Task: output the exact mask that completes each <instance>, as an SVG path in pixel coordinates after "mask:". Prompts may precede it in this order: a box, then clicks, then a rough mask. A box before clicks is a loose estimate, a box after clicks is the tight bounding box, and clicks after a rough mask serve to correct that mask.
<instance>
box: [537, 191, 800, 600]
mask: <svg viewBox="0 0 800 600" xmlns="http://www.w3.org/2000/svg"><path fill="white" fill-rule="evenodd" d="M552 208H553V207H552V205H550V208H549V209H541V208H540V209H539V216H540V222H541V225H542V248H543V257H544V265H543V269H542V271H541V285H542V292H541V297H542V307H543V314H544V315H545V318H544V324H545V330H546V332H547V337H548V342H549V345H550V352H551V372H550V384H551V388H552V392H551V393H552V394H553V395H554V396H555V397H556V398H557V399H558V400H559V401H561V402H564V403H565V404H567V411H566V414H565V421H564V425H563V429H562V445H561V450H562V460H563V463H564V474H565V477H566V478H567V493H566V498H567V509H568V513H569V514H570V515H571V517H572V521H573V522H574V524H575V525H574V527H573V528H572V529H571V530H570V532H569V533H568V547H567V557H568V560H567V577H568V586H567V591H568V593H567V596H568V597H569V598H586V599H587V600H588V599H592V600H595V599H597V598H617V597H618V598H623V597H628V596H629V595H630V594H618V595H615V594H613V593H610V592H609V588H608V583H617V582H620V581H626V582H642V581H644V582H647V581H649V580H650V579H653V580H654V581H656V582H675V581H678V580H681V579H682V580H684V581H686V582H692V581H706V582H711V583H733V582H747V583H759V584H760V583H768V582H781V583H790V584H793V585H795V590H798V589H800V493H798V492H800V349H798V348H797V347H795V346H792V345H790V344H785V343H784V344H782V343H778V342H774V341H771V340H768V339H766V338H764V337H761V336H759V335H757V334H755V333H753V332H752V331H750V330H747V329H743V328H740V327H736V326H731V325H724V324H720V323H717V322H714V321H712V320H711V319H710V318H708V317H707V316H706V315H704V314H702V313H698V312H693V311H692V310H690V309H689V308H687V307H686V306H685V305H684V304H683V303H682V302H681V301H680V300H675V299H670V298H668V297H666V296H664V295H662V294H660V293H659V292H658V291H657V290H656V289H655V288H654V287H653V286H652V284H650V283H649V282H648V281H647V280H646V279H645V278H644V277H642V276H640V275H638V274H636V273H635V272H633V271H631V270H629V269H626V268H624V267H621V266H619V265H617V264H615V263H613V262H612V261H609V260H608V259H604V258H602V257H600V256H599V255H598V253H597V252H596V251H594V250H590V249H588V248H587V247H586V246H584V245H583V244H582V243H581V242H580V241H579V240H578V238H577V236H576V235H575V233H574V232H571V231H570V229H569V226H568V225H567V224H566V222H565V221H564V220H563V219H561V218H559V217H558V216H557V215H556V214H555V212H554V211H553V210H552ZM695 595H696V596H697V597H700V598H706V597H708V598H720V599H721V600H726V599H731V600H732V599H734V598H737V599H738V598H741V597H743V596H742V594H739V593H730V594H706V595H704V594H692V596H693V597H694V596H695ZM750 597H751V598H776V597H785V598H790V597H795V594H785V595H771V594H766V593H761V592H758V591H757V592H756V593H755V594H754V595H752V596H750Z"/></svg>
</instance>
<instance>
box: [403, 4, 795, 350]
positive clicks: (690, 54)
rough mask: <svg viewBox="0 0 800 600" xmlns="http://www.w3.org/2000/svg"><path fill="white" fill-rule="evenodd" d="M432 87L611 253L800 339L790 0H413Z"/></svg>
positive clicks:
.....
* **Your objective**
Only the lines from the one containing "</instance>" through the end of the listing should be copied, and they should be copied exactly.

* **Expected output**
</instance>
<instance>
box: [403, 4, 795, 350]
positive clicks: (690, 54)
rough mask: <svg viewBox="0 0 800 600" xmlns="http://www.w3.org/2000/svg"><path fill="white" fill-rule="evenodd" d="M432 87L611 253L800 339L790 0H413Z"/></svg>
positive clicks:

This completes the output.